◆ JOB 1:
Answer these questions about the text on reverting commits, one line per answer, marked the same way:
(a) Which commit modes block reverts?
(b) What does the endpoint do when blocking commits exist while a rollback is being created?
(c) What two kinds of data does the example dataset contain?
◆ JOB 2:
For each statement below, decide whether the text on reverting commits supports it. Answer yes or no, and quote the words from the text that decide it.
(a) Commits made in upsert mode block reverts.
(b) The example dataset is kept up to date by a monthly import.
(c) In the first simple case, some employees move to new addresses.
◆ JOB 3:
List every commit named in the text on reverting commits, along with the year of the address file each one imports.

◆ QUOTED TEXT:

■ ■ ■ ■ ■ ■ ■

In order for a commit to be reverted, there must be a clear “commit” stack on the dataset. Commits with mode overwrite or upsert will block reverts and must be reverted first. When creating a rollback, if there are blocking commits, the endpoint will fail and return these blocking commit values.

Example

Imagine a simple dataset containing employee names and employee addresses. This is maintained by an annual import of employees with address changes (including new employees.) Over the course of a few years, several employees move addresses. Several employees join the company, and some leave as well.

Commit A (Import 2015 address file in overwrite mode)
Commit B (Import 2016 address file in overwrite mode)
Commit C (Import 2017 address file in overwrite mode)
Commit D (Import 2018 address file in overwrite mode)

Let’s do a simple case first, where nobody actually moves addresses, and therefore only new employees are added.

■ ■ ■ ■ ■ ■ ■

◆ SOURCE DATA:
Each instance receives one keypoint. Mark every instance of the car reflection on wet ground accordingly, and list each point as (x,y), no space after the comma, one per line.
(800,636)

■ ■ ■ ■ ■ ■ ■

◆ COMPLETE RESPONSE 1:
(a) Overwrite and upsert.
(b) It fails and returns the blocking commit values.
(c) Employee names and employee addresses.

◆ COMPLETE RESPONSE 2:
(a) Yes: "Commits with mode overwrite or upsert will block reverts"
(b) No: "This is maintained by an annual import of employees with address changes"
(c) No: "where nobody actually moves addresses"

◆ COMPLETE RESPONSE 3:
Commit A: 2015
Commit B: 2016
Commit C: 2017
Commit D: 2018